#### GIVEN REQUEST
Your task is to reproduce exactly the lines from the line with "Can you see the fern frond tip?" through the end of the records below.

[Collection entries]
• • • • •

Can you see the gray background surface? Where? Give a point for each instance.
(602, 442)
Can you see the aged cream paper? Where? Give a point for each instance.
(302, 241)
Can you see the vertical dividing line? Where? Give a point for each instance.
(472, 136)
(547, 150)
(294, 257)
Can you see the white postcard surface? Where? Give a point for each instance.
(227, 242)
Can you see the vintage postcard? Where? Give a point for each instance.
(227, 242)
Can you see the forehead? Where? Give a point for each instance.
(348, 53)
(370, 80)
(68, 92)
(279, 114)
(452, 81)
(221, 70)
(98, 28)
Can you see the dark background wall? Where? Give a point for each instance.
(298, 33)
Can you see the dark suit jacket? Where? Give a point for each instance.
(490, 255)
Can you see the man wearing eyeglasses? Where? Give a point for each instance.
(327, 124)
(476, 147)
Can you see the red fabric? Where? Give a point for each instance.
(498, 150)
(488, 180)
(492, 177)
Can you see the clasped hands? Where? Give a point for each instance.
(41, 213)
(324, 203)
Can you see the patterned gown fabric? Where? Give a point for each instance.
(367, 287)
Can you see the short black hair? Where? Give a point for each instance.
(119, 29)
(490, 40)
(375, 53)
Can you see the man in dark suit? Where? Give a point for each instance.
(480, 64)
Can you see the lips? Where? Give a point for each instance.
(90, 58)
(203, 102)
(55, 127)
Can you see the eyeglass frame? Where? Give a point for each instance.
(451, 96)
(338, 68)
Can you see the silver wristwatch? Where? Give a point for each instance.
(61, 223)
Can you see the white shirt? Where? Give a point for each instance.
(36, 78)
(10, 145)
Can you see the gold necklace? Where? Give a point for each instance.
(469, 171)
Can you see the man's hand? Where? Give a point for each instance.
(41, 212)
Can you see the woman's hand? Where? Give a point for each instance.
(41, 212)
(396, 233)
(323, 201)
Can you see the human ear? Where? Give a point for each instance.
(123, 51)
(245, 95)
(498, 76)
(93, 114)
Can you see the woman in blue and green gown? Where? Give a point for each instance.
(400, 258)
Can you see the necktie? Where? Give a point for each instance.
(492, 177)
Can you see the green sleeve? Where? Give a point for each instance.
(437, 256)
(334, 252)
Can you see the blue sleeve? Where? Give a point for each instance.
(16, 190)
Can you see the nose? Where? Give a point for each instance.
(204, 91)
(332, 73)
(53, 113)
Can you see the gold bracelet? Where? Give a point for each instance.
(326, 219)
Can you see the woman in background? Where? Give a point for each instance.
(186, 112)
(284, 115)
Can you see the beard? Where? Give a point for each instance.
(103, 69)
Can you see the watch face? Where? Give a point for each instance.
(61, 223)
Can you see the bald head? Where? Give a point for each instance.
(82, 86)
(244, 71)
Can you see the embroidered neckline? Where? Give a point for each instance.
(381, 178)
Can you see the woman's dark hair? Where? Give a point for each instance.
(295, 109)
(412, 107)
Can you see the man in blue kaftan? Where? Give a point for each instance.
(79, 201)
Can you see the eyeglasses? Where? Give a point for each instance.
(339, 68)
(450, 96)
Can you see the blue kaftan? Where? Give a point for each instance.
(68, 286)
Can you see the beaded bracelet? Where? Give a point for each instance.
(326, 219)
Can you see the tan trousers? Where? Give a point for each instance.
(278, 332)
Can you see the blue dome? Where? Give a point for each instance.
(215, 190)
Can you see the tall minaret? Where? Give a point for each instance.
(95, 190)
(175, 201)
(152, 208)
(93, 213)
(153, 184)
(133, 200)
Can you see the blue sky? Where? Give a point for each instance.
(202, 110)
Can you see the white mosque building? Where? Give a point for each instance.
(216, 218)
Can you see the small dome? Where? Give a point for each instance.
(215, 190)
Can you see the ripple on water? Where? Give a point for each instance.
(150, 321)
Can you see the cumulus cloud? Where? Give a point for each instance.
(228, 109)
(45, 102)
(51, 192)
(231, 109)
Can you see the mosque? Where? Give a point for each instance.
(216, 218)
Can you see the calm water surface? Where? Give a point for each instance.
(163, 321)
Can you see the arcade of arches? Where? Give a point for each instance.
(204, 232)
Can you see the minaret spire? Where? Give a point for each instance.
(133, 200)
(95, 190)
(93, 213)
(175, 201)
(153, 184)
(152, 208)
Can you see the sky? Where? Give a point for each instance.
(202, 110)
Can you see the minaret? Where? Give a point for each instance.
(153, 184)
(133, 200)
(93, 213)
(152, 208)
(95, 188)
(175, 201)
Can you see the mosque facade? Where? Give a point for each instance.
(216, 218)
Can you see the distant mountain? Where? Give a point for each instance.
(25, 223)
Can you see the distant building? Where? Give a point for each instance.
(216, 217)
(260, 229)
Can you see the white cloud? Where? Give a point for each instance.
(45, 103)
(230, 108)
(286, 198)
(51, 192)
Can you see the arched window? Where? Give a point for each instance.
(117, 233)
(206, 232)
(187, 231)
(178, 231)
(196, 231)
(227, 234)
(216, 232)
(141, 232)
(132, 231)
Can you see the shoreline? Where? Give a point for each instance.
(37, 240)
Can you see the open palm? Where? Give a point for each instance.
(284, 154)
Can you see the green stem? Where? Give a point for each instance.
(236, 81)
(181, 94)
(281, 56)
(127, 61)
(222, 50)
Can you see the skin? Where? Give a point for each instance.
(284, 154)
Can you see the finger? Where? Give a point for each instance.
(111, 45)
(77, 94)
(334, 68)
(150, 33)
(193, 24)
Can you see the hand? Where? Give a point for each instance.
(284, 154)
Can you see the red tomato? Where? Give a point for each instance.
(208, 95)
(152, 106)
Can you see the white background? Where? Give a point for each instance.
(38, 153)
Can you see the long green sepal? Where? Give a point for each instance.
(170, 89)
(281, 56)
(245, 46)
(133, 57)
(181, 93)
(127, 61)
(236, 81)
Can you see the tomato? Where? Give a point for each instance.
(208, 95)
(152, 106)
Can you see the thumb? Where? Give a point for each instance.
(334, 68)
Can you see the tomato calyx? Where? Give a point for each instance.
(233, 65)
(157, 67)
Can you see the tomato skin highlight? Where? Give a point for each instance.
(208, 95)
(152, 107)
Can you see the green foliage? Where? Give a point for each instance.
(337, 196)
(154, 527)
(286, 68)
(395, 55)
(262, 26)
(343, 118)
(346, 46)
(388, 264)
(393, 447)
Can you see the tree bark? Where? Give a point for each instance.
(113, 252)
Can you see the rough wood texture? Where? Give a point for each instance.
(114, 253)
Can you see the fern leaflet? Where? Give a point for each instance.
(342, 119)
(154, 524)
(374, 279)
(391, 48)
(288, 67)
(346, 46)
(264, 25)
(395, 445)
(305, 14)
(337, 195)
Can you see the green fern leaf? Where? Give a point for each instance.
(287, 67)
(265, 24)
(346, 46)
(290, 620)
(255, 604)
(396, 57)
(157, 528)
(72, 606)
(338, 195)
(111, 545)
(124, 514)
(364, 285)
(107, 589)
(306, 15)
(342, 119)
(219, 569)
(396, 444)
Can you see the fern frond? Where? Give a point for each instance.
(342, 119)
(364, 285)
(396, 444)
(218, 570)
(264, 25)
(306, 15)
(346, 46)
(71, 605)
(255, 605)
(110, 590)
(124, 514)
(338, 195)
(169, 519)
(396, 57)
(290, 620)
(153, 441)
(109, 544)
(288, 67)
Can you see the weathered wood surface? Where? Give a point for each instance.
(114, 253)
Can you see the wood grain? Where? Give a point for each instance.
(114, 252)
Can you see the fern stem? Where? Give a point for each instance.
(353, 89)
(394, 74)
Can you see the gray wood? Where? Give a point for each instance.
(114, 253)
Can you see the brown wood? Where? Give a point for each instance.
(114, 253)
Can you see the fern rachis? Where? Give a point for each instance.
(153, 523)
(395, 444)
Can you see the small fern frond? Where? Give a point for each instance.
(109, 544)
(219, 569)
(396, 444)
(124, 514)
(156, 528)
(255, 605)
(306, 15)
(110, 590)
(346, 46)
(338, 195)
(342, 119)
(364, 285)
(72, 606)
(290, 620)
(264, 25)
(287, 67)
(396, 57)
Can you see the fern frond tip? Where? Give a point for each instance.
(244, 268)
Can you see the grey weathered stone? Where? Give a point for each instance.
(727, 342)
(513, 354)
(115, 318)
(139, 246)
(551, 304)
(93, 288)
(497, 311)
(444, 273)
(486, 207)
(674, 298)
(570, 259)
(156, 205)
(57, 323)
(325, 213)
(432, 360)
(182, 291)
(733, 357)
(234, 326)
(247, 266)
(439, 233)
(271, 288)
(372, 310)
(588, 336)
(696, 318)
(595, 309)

• • • • •

#### ANSWER TO THIS EXERCISE
Can you see the fern frond tip? Where? Give a point for each instance.
(244, 268)
Can you see the grey weathered stone? Where? Give a point for each instance.
(727, 342)
(513, 354)
(115, 318)
(139, 246)
(551, 304)
(93, 288)
(497, 311)
(444, 273)
(486, 207)
(674, 298)
(570, 259)
(156, 205)
(57, 323)
(325, 213)
(432, 360)
(182, 291)
(733, 357)
(234, 326)
(247, 266)
(439, 233)
(271, 288)
(372, 310)
(588, 336)
(696, 318)
(595, 309)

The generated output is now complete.